------ Quoted passage ------

But as encouraging as it was to hear Joshua's promoter Eddie Hearn talk about the "the basics of the deal, a two-fight deal," and "moving forward" toward making the biggest fight currently possible in the sport, there are obstacles to overcome before you mark this megafight in your calendars.
What has to happen before the fight takes place?
Both have fights to win before they can battle to decide the undisputed world heavyweight champion for the first time since Lennox Lewis reigned 20 years ago. And if WBC champion Fury and WBA-IBF-WBO champion Joshua have to go through two fights against their mandatory challengers to make it happen, this fight is in real jeopardy.
Fury (30-0-1, 21 KOs), 31, from Manchester, is due to face Deontay Wilder, of Tuscaloosa, Alabama later this year in their trilogy fight after he stopped Wilder (42-1-1, 41 KOs) in the seventh round in February following a controversial split draw in December 2018.
If Fury wins the trilogy fight, he's likely to have to face another Briton, Dillian Whyte (27-1, 18 KOs), in a WBC mandatory defense early in 2021.

------ Provided records ------

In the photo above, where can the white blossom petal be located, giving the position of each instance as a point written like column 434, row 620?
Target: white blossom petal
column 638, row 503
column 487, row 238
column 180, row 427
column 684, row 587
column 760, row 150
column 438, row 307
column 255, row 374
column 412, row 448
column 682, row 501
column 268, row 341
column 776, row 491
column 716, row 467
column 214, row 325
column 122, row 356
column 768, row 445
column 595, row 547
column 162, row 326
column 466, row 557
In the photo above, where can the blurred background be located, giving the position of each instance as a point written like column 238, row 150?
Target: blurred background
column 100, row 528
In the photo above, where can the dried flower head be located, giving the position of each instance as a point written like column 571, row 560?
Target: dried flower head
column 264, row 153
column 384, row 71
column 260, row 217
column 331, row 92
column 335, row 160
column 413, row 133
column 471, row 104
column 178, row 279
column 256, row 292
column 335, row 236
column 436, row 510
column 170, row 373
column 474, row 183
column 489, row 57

------

_What needs to be done_
Continue the text about the proposed Fury-Joshua heavyweight fight, starting after its last sentence. The items play no part in what follows.

_Exercise output_
Joshua (23-1, 21 KOs), 30, from Watford, is due to face Bulgaria's Kubrat Pulev (28-1, 14 KOs), 39, next. No date or venue has been confirmed after the fight was postponed from its previously scheduled June date.
Beyond Pulev, however, lurks Ukraine's former undisputed world cruiserweight champion Oleksandr Usyk (17-0, 13 KOs), 33, who is now the WBO mandatory challenger at heavyweight. Usyk represents a big threat to the Fury-Joshua fight happening if he (or the organization) insists on facing Joshua before Fury does.
Hearn promotes Usyk as well as Joshua, and there is the possibility a deal could be made for Usyk to step aside and wait for the Fury-Joshua winner. If that is the case, Fury will have the more treacherous path to navigate to make the Joshua fights a reality. And as much as they'd like a clear path, in this moment, we can't say for sure how many fighters Joshua and Fury will each need to take on before they meet.
"Who knows what's going to happen with Deontay Wilder, but we [at Matchroom Sport] want Dillian Whyte to fight for the world title and he is supposed to fight Tyson Fury, the WBC champion, by February 2021," Hearn told ESPN.
"There are obstacles to overcome, but the good news is that we are moving forward."
Long-term plans can quickly unravel in boxing, and the course of history can quickly pivot from where promoters had hoped it would go. Fury would not be sitting at No. 11 in the recent Forbes list of highest paid athletes if the referee had stopped him on cuts against Sweden's unknown Otto Wallin in September 2019. Fury's face was a mask of blood, he required 47 stitches, and the wounds threatened to KO the second Wilder fight.
What's the deal?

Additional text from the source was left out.